We got a working application landscape — 40 applications, accurate metadata, usable diagrams — in one week. Not perfect. Not complete. But accurate enough that people trusted it and actually used it.

Here's exactly how we did it.


Day One: Get Your Source Documents

Don't start by asking people to fill out surveys. Start by finding the documents that already exist.

Ask your IT team for:

  • • CMDB export or service catalog
  • • Active directory export (shows applications users have access to)
  • • Network diagram or documentation
  • • Any existing system inventories

Ask your validation team for:

  • • GxP system inventory
  • • Validated systems list
  • • CSV/FDA submission system list

Most companies have this information somewhere. It's usually scattered, sometimes outdated, but it exists. Find it before you ask anyone to do extra work.

What you'll likely find: Three different spreadsheets with partially overlapping information, none of which is completely accurate. That's fine. You're getting a starting point, not a final answer.


Day Two: Import and Clean

Take those documents and get them into your EA tool. If you're using something with AI import, this might mean uploading exports and letting the AI suggest classifications. If you're doing it manually, it means copying rows from spreadsheets into your repository.

Either way: clean as you go, but don't try to be perfect.

Your job today is to get the list of applications in one place with basic metadata. For each application, you want:

  • • Application name
  • • What it does (one sentence)
  • • Owner team or person
  • • Key integrations (what it connects to)

Don't worry about nice diagrams today. Just get the list in and make sure it's accurate enough to be useful.


Day Three: Draw the First Diagram

Pick your five most important applications — the ones that are central to how your business operates. Draw them in a single diagram.

Don't try to show every application. Just show these five and how they connect to each other.

The first diagram rules:

  • • Only show applications, not processes or capabilities
  • • Show connections between them (API calls, data flows, integrations)
  • • Use simple shapes — boxes and arrows is fine
  • • Include the application name on each box

The goal today is to have one diagram that shows something true about your organization. When someone looks at it, they should recognize something they know.

**PROMPT A**
In the rows, starting with the first one and stopping after the line that contains "(166, 1009)", change "Set a pin" to "Place a marker" and keep everything else the same. Leave the pictures out.
The rows below are unrelated to the text above.

**SUPPLIED DATA**
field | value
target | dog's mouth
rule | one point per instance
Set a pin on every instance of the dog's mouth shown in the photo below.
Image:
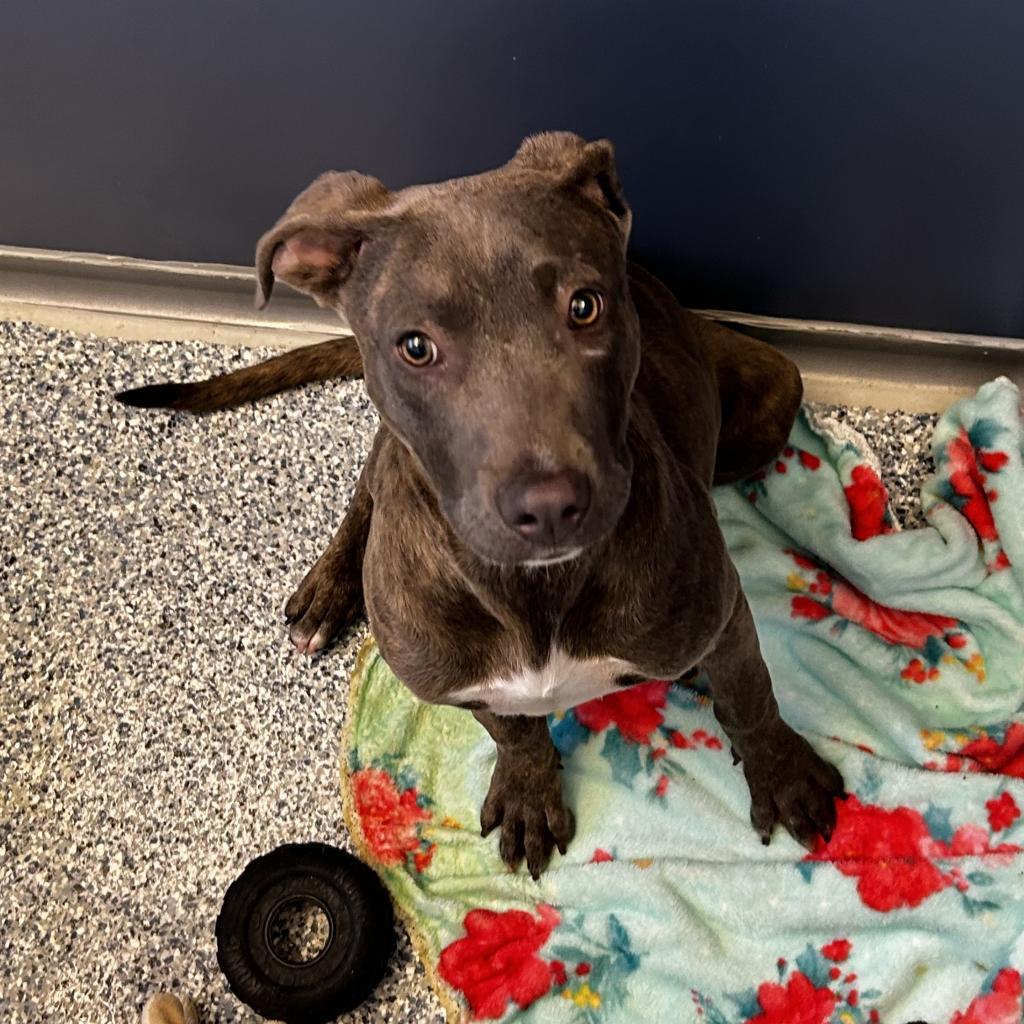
(557, 558)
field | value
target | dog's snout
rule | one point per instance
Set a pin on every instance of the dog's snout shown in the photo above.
(545, 508)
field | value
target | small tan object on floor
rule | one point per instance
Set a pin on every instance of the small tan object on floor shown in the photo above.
(166, 1009)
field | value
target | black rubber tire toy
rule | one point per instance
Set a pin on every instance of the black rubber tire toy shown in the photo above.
(360, 933)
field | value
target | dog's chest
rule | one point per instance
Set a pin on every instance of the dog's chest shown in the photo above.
(560, 683)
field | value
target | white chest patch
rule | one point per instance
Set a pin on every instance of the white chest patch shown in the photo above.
(562, 682)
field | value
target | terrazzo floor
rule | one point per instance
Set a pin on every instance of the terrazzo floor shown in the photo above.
(157, 731)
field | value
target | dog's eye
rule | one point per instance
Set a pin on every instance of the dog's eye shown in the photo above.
(417, 349)
(585, 307)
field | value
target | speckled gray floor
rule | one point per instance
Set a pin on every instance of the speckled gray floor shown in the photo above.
(156, 730)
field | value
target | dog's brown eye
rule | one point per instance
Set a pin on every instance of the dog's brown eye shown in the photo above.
(585, 307)
(417, 349)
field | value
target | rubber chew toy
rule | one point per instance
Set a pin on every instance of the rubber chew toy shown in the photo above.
(343, 972)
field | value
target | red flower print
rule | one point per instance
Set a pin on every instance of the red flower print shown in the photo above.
(634, 711)
(1005, 759)
(837, 950)
(497, 961)
(807, 607)
(885, 851)
(968, 481)
(388, 818)
(1000, 1006)
(867, 499)
(798, 1003)
(1003, 812)
(889, 851)
(909, 628)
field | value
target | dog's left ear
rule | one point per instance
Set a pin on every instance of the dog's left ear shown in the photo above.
(572, 162)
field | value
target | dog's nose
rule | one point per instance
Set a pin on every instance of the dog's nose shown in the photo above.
(545, 508)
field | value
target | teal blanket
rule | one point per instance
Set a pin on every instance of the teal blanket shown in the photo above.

**PROMPT B**
Repeat the whole application landscape guide word for word.

**CORRECT OUTPUT A**
field | value
target | dog's mouth
rule | one point per instance
Place a marker on every instance of the dog's mouth shown in the photo below.
Image:
(557, 558)
field | value
target | dog's snout
rule | one point per instance
Place a marker on every instance of the dog's snout shown in the photo above.
(545, 508)
field | value
target | small tan object on floor
rule | one point per instance
Place a marker on every instance of the small tan object on floor shown in the photo above.
(166, 1009)

**CORRECT OUTPUT B**
We got a working application landscape — 40 applications, accurate metadata, usable diagrams — in one week. Not perfect. Not complete. But accurate enough that people trusted it and actually used it.

Here's exactly how we did it.


Day One: Get Your Source Documents

Don't start by asking people to fill out surveys. Start by finding the documents that already exist.

Ask your IT team for:

  • • CMDB export or service catalog
  • • Active directory export (shows applications users have access to)
  • • Network diagram or documentation
  • • Any existing system inventories

Ask your validation team for:

  • • GxP system inventory
  • • Validated systems list
  • • CSV/FDA submission system list

Most companies have this information somewhere. It's usually scattered, sometimes outdated, but it exists. Find it before you ask anyone to do extra work.

What you'll likely find: Three different spreadsheets with partially overlapping information, none of which is completely accurate. That's fine. You're getting a starting point, not a final answer.


Day Two: Import and Clean

Take those documents and get them into your EA tool. If you're using something with AI import, this might mean uploading exports and letting the AI suggest classifications. If you're doing it manually, it means copying rows from spreadsheets into your repository.

Either way: clean as you go, but don't try to be perfect.

Your job today is to get the list of applications in one place with basic metadata. For each application, you want:

  • • Application name
  • • What it does (one sentence)
  • • Owner team or person
  • • Key integrations (what it connects to)

Don't worry about nice diagrams today. Just get the list in and make sure it's accurate enough to be useful.


Day Three: Draw the First Diagram

Pick your five most important applications — the ones that are central to how your business operates. Draw them in a single diagram.

Don't try to show every application. Just show these five and how they connect to each other.

The first diagram rules:

  • • Only show applications, not processes or capabilities
  • • Show connections between them (API calls, data flows, integrations)
  • • Use simple shapes — boxes and arrows is fine
  • • Include the application name on each box

The goal today is to have one diagram that shows something true about your organization. When someone looks at it, they should recognize something they know.